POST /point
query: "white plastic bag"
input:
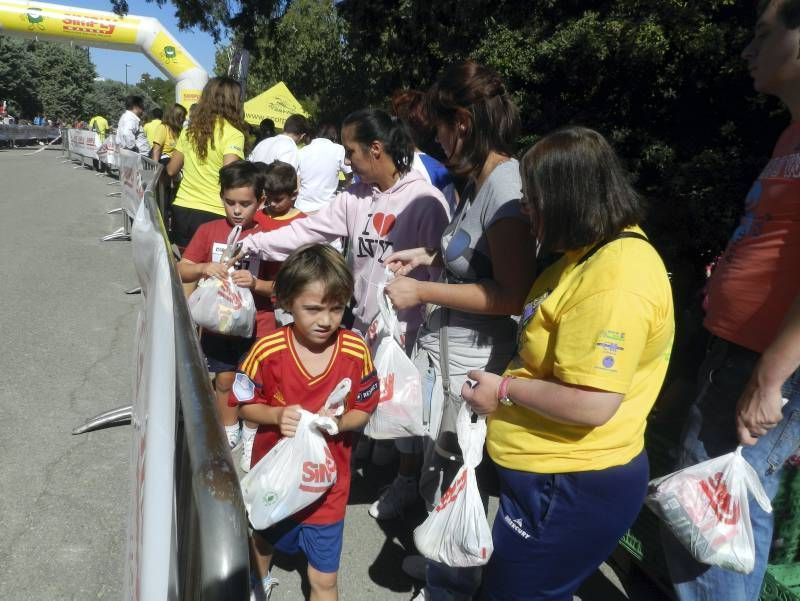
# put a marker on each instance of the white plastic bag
(456, 532)
(296, 472)
(707, 509)
(399, 410)
(221, 306)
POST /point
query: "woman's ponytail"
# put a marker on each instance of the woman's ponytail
(370, 125)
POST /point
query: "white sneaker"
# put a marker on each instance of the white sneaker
(401, 493)
(247, 452)
(234, 437)
(422, 595)
(416, 567)
(383, 452)
(265, 588)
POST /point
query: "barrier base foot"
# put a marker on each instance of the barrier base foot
(118, 234)
(116, 417)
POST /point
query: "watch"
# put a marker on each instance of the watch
(502, 392)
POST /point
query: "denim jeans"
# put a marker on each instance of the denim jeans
(710, 431)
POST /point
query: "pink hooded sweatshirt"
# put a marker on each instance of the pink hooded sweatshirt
(410, 214)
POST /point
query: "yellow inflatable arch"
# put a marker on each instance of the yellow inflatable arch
(106, 30)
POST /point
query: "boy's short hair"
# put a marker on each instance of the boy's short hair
(309, 264)
(241, 174)
(788, 11)
(133, 101)
(279, 178)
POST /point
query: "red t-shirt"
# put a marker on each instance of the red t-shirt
(207, 246)
(756, 279)
(279, 379)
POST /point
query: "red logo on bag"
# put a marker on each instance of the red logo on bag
(387, 388)
(719, 498)
(229, 295)
(318, 477)
(451, 494)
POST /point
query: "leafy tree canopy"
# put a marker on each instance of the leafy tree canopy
(662, 79)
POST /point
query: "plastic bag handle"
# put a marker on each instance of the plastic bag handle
(753, 482)
(387, 310)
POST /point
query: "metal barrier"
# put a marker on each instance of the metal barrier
(213, 560)
(27, 133)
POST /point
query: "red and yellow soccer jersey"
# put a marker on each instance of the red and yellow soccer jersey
(273, 375)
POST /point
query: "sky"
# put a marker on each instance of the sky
(111, 63)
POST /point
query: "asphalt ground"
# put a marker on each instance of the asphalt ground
(67, 335)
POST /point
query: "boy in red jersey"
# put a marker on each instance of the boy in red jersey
(241, 185)
(299, 366)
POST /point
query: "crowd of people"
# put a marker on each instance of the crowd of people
(526, 288)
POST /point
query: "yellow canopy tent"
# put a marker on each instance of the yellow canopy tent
(277, 104)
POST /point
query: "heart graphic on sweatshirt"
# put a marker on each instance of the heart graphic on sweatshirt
(383, 223)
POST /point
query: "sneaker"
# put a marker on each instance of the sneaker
(267, 584)
(416, 567)
(247, 453)
(422, 595)
(401, 493)
(234, 437)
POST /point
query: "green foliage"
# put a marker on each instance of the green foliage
(160, 91)
(45, 77)
(107, 98)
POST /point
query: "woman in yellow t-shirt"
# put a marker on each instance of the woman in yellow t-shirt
(567, 418)
(167, 132)
(213, 139)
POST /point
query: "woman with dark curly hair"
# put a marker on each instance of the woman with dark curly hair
(213, 139)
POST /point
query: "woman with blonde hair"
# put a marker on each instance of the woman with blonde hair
(166, 134)
(213, 139)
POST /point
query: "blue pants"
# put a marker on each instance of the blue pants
(711, 431)
(553, 530)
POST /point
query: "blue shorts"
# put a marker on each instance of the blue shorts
(553, 530)
(320, 543)
(224, 353)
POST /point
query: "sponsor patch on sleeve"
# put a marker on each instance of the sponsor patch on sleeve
(243, 388)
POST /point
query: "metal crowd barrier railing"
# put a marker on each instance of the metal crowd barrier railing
(213, 560)
(16, 133)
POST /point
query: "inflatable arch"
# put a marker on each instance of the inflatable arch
(102, 29)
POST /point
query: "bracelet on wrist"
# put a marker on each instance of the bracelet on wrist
(502, 392)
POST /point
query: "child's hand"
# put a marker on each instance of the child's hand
(289, 418)
(215, 270)
(243, 279)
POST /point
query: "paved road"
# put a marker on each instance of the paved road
(67, 335)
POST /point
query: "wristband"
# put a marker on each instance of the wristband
(502, 392)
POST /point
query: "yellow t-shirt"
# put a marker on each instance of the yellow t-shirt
(164, 137)
(149, 129)
(199, 187)
(608, 324)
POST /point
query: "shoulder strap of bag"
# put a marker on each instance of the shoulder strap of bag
(602, 243)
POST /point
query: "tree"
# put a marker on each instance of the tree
(161, 91)
(107, 98)
(45, 77)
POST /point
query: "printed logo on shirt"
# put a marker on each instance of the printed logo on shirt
(528, 311)
(243, 388)
(516, 526)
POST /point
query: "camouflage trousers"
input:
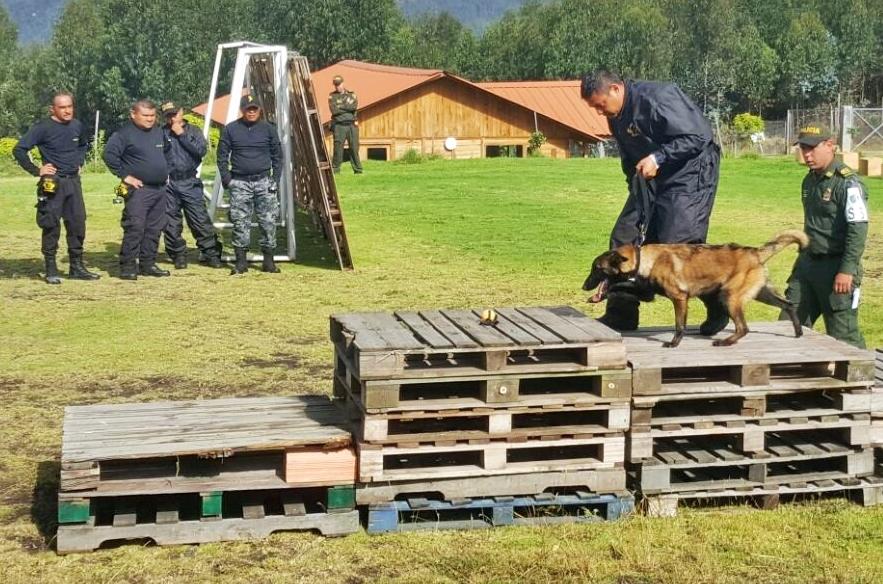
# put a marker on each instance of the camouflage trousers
(248, 198)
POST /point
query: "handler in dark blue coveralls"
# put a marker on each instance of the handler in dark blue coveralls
(135, 154)
(185, 147)
(62, 142)
(663, 136)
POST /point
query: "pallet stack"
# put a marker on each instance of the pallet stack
(472, 425)
(200, 471)
(773, 415)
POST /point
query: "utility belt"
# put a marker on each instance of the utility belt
(251, 177)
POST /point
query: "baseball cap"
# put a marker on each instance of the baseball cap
(247, 102)
(813, 135)
(169, 108)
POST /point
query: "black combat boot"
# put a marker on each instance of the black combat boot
(241, 265)
(78, 270)
(128, 271)
(717, 318)
(51, 271)
(153, 270)
(621, 313)
(268, 264)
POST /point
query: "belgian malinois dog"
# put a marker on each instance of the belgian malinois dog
(684, 271)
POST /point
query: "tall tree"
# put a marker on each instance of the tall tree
(809, 61)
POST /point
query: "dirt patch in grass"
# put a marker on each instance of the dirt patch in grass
(275, 360)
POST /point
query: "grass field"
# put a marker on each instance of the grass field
(439, 234)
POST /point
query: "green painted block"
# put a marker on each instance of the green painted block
(341, 498)
(212, 503)
(74, 511)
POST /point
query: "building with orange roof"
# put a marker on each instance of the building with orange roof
(403, 108)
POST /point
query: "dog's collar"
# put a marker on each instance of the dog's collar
(634, 272)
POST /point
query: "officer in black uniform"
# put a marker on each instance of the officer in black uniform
(135, 154)
(250, 165)
(184, 150)
(663, 136)
(63, 143)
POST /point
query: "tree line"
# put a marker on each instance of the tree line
(731, 56)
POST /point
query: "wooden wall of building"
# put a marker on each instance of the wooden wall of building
(422, 118)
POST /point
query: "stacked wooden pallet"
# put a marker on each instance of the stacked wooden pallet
(446, 406)
(198, 471)
(772, 415)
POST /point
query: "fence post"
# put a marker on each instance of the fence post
(846, 129)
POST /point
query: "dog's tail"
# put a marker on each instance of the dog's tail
(780, 242)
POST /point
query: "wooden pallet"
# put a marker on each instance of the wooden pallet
(605, 480)
(212, 445)
(441, 460)
(486, 391)
(514, 423)
(866, 491)
(425, 514)
(704, 411)
(454, 343)
(768, 358)
(684, 465)
(753, 437)
(204, 517)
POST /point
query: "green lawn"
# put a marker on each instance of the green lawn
(439, 234)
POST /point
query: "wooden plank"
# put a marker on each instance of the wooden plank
(544, 335)
(589, 325)
(561, 327)
(448, 329)
(518, 335)
(424, 330)
(486, 336)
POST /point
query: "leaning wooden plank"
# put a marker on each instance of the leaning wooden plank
(84, 538)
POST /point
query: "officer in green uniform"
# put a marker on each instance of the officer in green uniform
(344, 125)
(826, 280)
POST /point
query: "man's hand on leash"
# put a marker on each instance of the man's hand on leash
(600, 292)
(647, 166)
(842, 283)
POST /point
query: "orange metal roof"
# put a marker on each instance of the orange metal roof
(373, 83)
(557, 100)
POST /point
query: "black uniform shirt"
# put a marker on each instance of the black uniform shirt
(63, 145)
(137, 152)
(184, 153)
(658, 119)
(249, 149)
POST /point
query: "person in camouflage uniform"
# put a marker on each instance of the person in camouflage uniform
(250, 164)
(344, 125)
(826, 279)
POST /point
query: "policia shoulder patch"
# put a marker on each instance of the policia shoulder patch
(856, 211)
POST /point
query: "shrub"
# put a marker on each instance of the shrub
(412, 156)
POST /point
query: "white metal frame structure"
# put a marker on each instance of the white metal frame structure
(245, 51)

──────────

_Problem:_
Collect each line of the records that contains the string "person", and copy every such line in full.

_Finished answer:_
query: "person in camouflage uniform"
# put a marker on each instance of the person in camouflage uniform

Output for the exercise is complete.